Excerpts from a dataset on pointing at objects
** Begin **

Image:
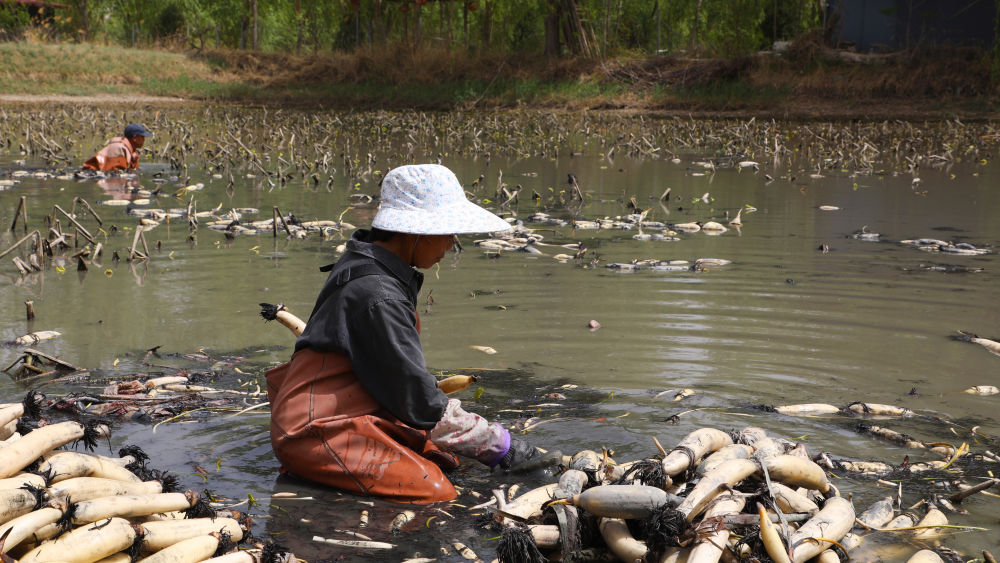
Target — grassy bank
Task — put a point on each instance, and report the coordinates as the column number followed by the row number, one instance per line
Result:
column 802, row 83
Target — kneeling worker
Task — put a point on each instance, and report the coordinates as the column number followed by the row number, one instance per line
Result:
column 122, row 153
column 355, row 408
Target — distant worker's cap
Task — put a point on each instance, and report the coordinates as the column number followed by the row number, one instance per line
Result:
column 137, row 130
column 427, row 199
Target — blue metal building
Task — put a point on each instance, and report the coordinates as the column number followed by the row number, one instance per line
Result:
column 890, row 25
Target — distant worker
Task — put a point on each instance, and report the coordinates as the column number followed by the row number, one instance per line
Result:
column 122, row 153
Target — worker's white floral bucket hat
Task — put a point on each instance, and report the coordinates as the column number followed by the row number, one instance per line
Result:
column 427, row 199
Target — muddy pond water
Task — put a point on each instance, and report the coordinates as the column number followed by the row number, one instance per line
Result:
column 803, row 313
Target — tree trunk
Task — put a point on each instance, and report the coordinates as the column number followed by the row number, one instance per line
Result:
column 694, row 28
column 254, row 37
column 487, row 23
column 552, row 29
column 301, row 22
column 420, row 30
column 84, row 20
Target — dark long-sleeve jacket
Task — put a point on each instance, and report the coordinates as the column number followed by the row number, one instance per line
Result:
column 367, row 311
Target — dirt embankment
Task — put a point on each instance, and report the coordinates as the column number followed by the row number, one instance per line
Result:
column 805, row 81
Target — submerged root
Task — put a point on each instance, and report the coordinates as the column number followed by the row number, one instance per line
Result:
column 200, row 509
column 666, row 528
column 647, row 472
column 518, row 546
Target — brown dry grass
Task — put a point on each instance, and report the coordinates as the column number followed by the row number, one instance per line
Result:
column 423, row 65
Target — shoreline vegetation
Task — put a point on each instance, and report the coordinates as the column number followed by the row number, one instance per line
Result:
column 806, row 80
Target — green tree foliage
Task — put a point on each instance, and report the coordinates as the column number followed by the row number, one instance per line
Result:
column 557, row 27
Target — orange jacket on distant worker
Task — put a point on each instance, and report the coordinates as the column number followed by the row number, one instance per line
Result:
column 118, row 155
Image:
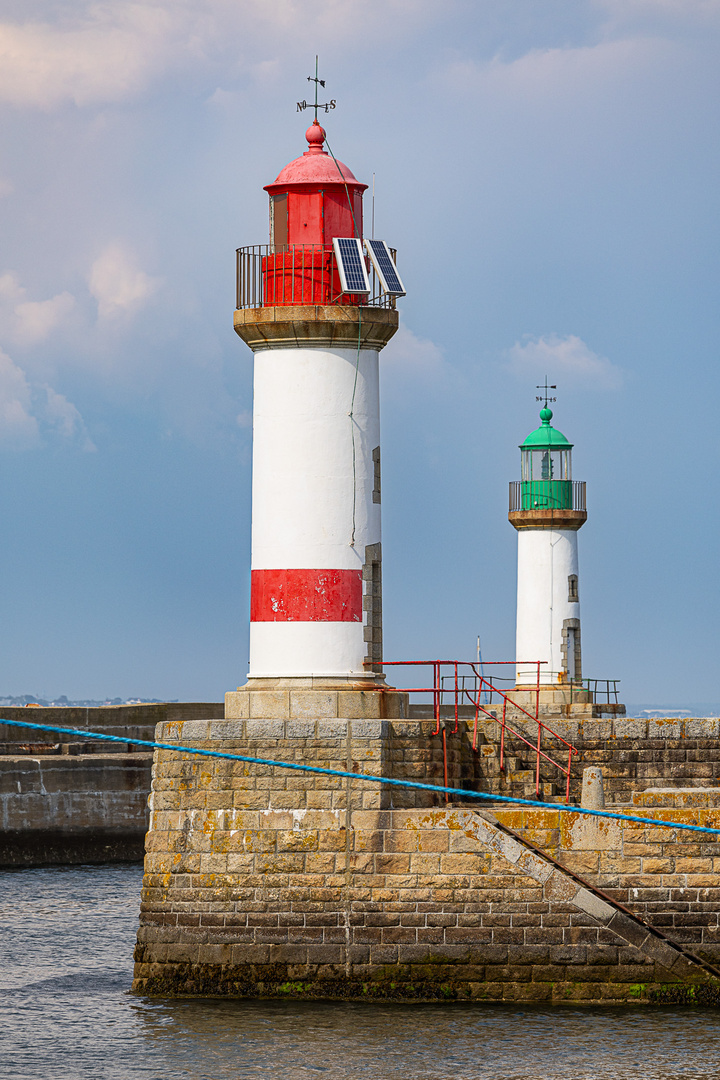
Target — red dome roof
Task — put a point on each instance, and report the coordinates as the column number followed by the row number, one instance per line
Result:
column 314, row 166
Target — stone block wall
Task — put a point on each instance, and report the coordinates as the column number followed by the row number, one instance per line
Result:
column 72, row 809
column 668, row 877
column 65, row 799
column 261, row 881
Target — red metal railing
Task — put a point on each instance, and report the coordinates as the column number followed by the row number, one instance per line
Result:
column 299, row 274
column 472, row 688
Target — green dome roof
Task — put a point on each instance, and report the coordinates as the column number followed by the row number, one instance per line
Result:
column 546, row 437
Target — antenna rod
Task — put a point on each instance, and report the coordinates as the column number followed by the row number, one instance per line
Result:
column 372, row 233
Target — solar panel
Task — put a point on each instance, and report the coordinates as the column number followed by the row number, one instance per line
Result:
column 384, row 267
column 351, row 265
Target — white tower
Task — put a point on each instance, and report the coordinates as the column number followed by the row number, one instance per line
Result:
column 547, row 509
column 315, row 323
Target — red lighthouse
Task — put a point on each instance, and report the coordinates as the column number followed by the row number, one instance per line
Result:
column 316, row 305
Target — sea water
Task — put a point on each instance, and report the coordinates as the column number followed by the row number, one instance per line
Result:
column 66, row 1012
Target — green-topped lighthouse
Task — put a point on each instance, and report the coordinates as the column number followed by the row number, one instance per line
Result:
column 547, row 509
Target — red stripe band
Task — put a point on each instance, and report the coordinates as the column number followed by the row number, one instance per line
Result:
column 307, row 596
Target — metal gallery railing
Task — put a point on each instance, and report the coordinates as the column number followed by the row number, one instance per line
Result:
column 546, row 495
column 298, row 274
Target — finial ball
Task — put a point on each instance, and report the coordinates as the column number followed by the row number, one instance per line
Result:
column 315, row 136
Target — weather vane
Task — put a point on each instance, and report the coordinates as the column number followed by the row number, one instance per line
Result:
column 316, row 105
column 544, row 396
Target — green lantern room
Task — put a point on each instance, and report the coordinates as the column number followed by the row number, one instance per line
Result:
column 546, row 468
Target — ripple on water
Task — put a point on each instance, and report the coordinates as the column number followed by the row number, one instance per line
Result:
column 66, row 964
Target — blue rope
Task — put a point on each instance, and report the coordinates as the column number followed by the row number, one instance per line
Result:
column 365, row 775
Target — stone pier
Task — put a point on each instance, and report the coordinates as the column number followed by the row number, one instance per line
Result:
column 262, row 881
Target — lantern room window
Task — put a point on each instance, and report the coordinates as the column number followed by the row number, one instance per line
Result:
column 546, row 464
column 279, row 220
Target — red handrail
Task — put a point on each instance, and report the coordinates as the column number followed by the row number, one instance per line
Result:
column 485, row 685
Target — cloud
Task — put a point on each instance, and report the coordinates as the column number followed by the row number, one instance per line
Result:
column 37, row 319
column 18, row 428
column 685, row 11
column 60, row 416
column 564, row 358
column 97, row 53
column 29, row 414
column 118, row 285
column 27, row 322
column 108, row 53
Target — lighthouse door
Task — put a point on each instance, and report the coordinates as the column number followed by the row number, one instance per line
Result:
column 571, row 652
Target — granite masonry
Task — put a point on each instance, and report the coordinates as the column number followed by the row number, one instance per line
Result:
column 66, row 799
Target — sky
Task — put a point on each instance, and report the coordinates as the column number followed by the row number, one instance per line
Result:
column 548, row 171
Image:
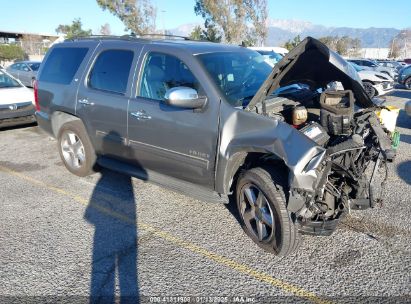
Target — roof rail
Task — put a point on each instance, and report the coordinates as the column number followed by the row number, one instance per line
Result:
column 104, row 37
column 164, row 35
column 140, row 37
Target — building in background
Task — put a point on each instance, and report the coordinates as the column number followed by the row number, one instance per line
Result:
column 35, row 45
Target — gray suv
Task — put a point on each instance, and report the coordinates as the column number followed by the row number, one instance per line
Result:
column 216, row 122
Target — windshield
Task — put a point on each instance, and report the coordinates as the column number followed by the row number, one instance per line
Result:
column 356, row 67
column 34, row 66
column 271, row 57
column 239, row 75
column 7, row 82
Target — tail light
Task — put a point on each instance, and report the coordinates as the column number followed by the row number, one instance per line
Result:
column 36, row 96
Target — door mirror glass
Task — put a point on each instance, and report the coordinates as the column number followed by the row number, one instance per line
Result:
column 184, row 97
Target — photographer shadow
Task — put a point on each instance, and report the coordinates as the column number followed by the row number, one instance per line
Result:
column 112, row 211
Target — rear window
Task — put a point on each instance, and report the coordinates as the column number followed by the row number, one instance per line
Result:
column 62, row 64
column 34, row 66
column 110, row 71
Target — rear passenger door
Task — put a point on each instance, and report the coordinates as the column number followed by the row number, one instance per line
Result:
column 25, row 74
column 103, row 96
column 14, row 70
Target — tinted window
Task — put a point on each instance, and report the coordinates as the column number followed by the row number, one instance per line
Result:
column 7, row 82
column 110, row 71
column 15, row 66
column 239, row 75
column 34, row 66
column 163, row 72
column 62, row 64
column 25, row 68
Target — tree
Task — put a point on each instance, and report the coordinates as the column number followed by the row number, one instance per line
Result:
column 345, row 46
column 209, row 34
column 400, row 44
column 197, row 33
column 105, row 29
column 395, row 48
column 138, row 16
column 235, row 21
column 73, row 30
column 32, row 44
column 10, row 52
column 258, row 13
column 290, row 44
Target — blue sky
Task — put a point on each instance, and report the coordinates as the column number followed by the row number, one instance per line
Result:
column 43, row 16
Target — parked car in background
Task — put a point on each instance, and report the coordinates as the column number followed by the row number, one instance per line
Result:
column 270, row 56
column 404, row 77
column 373, row 66
column 390, row 64
column 25, row 71
column 408, row 108
column 16, row 102
column 375, row 83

** End **

EXERCISE: Copy out every entry above word for word, omitting the pictures from your answer.

FULL OUTPUT:
Image:
Target — grassy bank
Task — put a point on each instance, and report the coordinates as the column number followed by the row number, one instance per line
Result:
column 802, row 83
Target — kneeling worker
Task — put a point on each instance, and report the coordinates as the column number followed by the row number, one instance per line
Result:
column 122, row 153
column 355, row 408
Target — distant worker's cap
Task — put a point on each instance, and report the coordinates as the column number followed by the row number, one instance per line
Result:
column 137, row 130
column 427, row 199
Target — blue metal building
Task — put a point on each instance, and report the coordinates as the column number followed by the row number, one instance per line
Result:
column 890, row 25
Target — distant worker
Task — put a point on each instance, and report the coordinates as the column number followed by the row number, one instance per line
Result:
column 122, row 153
Target — worker's white floral bucket hat
Task — put a point on each instance, and report the coordinates as the column number followed by the row number, one instance per line
Result:
column 427, row 199
Target — muddy pond water
Task — put a point on each instance, and report the coordinates as the column number followed by the row number, one instance per line
Result:
column 803, row 313
Target — tree trunk
Task — put a point on each instance, and report the coordinates as the column number followed by the row number, one instance per line
Result:
column 694, row 28
column 254, row 37
column 487, row 23
column 552, row 29
column 301, row 22
column 420, row 30
column 84, row 20
Target — dark long-sleeve jacket
Task — put a point on each instance, and report the coordinates as the column number followed by the row number, one instance per line
Result:
column 367, row 311
Target — dirt embankment
Task — put a point on each instance, and report the coordinates as the column number followed by the row number, one instance per line
Result:
column 805, row 81
Target — submerged root
Task — put a point on each instance, and report the coordinates as the column number followed by the row number, one instance per line
Result:
column 200, row 509
column 666, row 528
column 647, row 472
column 518, row 546
Target — brown dry grass
Task — put a point on each instance, and report the coordinates as the column number followed by the row number, one instance per line
Result:
column 423, row 65
Target — shoreline vegetation
Task — put a point on each instance, and report the coordinates as the column number followed by the row number, one instance per line
Result:
column 806, row 80
Target — green tree foliage
Task — put a point on each instance, and report the coordinates as the column number followed by the row number, one instance per line
Result:
column 557, row 27
Target — orange jacket on distant worker
Task — put a point on each instance, and report the coordinates as the column number followed by the row number, one instance per line
Result:
column 118, row 155
Image:
Target — red dome roof
Task — put a point on each instance, and report the coordinates as the column number followed by the row number, one instance per line
Result:
column 314, row 166
Target — stone block wall
Task — put a point on each instance, and report the coordinates as the column number followed by the row number, one instance per line
Result:
column 72, row 809
column 668, row 877
column 65, row 799
column 261, row 881
Target — red metal railing
Task — put a point on each instance, and report the coordinates as the column number followed by the row number, one instance per line
Result:
column 299, row 274
column 472, row 688
Target — green dome roof
Task — put a point on each instance, and report the coordinates as the column number followed by the row number, one instance per line
Result:
column 546, row 437
Target — antenna rod
Task — put a point on each instance, and report the coordinates as the column number followed by the row number, one instance per line
Result:
column 372, row 233
Target — solar panel
Task — put a point on each instance, and report the coordinates as the column number followed by the row number, one instance per line
Result:
column 384, row 267
column 351, row 265
Target — white tower
Task — put a point on each instance, and report the coordinates as the column number followed by the row number, one instance per line
Result:
column 547, row 509
column 315, row 323
Target — red lighthouse
Task — put a point on each instance, and report the coordinates as the column number followed by the row number, one instance per line
Result:
column 316, row 305
Target — sea water
Task — put a point on each instance, and report the coordinates as the column number followed by the row number, one instance per line
Result:
column 66, row 1012
Target — green-topped lighthouse
Task — put a point on each instance, and report the coordinates as the column number followed by the row number, one instance per line
Result:
column 547, row 509
Target — red stripe band
Task — put a point on each instance, and report the coordinates as the column number followed by the row number, one instance per line
Result:
column 307, row 596
Target — metal gallery railing
Task — put a point on each instance, and report the coordinates as the column number followed by the row number, one instance per line
Result:
column 546, row 495
column 298, row 274
Target — finial ball
Task — put a point on each instance, and report the coordinates as the column number followed by the row number, one instance per line
Result:
column 315, row 136
Target — weather vane
Task — put a point on each instance, and report the coordinates as the column number followed by the row number, one instance per line
Result:
column 316, row 105
column 544, row 396
Target — green lantern room
Task — put a point on each instance, and report the coordinates as the column number followed by the row number, one instance per line
Result:
column 546, row 468
Target — ripple on water
Task — put a point on each instance, and report the coordinates as the column number followed by the row number, one instance per line
Result:
column 66, row 964
Target — blue rope
Task — put a point on each instance, and report the coordinates as the column number followed by the row number, one instance per line
Result:
column 365, row 775
Target — stone pier
Task — put a point on each instance, and report the coordinates as the column number followed by the row number, one instance per line
Result:
column 262, row 881
Target — lantern room window
Task — put a point on each instance, and report the coordinates as the column number followed by the row number, one instance per line
Result:
column 546, row 464
column 279, row 220
Target — red handrail
Task — put a point on each instance, and report the coordinates as the column number followed by the row number, one instance per line
Result:
column 485, row 685
Target — cloud
Task — put a point on each instance, and report the coordinates as the column number followed by the row number, one instance per line
Result:
column 37, row 319
column 18, row 428
column 685, row 11
column 60, row 416
column 564, row 358
column 97, row 53
column 29, row 414
column 118, row 285
column 27, row 322
column 108, row 53
Target — lighthouse door
Task — put a point on each instance, and report the coordinates as the column number followed by the row number, one instance per line
Result:
column 571, row 652
Target — granite masonry
Task — put a point on each instance, and report the coordinates as the column number followed by the row number, one instance per line
Result:
column 66, row 799
Target — sky
Task — put a point on each instance, and report the coordinates as the column number followed by the row number, one instance per line
Result:
column 548, row 171
Image:
Target — roof rail
Task — put a point on each instance, and report the coordinates as the column number followed by the row number, one instance per line
Result:
column 104, row 37
column 164, row 35
column 140, row 37
Target — building in background
Task — put a point on each instance, and report the coordinates as the column number followed by the row number, one instance per line
Result:
column 35, row 45
Target — gray suv
Task — put a point on each instance, and report the coordinates as the column number followed by the row number, one instance per line
Result:
column 216, row 122
Target — windshield
Task — put a point on each instance, and report the coordinates as the column number followed by the row number, one instance per line
Result:
column 356, row 67
column 34, row 66
column 271, row 57
column 239, row 75
column 7, row 82
Target — tail light
Task — put a point on each instance, and report the coordinates as the column number followed by the row number, one instance per line
Result:
column 36, row 96
Target — door mirror glass
Task — put a point on each instance, and report the coordinates as the column number followed by the row number, one instance per line
Result:
column 184, row 97
Target — photographer shadow
Task — put a point on each instance, and report the coordinates as the column number followed by the row number, one instance per line
Result:
column 112, row 211
Target — rear window
Task — put a point on each instance, and report the coordinates as the column number followed by the row number, one instance per line
Result:
column 62, row 64
column 34, row 66
column 110, row 71
Target — rear passenger door
Task — put a point on each instance, and report the coordinates as the column number followed by the row number, one instance per line
Result:
column 25, row 74
column 103, row 96
column 14, row 70
Target — tinted window
Task — put a point on each instance, and report the coordinates as the column number followed by the row number, one instance per line
Result:
column 7, row 82
column 110, row 71
column 15, row 66
column 239, row 75
column 34, row 66
column 163, row 72
column 62, row 64
column 25, row 68
Target — tree
Task — put a point on each instance, and report the coordinates as the column number followed by the row number, one instance per line
Result:
column 345, row 46
column 209, row 34
column 400, row 44
column 197, row 33
column 105, row 29
column 395, row 48
column 138, row 16
column 235, row 21
column 73, row 30
column 32, row 44
column 10, row 52
column 258, row 13
column 290, row 44
Target — blue sky
Task — put a point on each instance, and report the coordinates as the column number followed by the row number, one instance per line
Result:
column 43, row 16
Target — parked car in background
Task — put a point on each instance, and report the coordinates as the column number followed by the row number, one instance per line
Result:
column 270, row 56
column 404, row 77
column 373, row 66
column 390, row 64
column 25, row 71
column 408, row 108
column 16, row 102
column 375, row 83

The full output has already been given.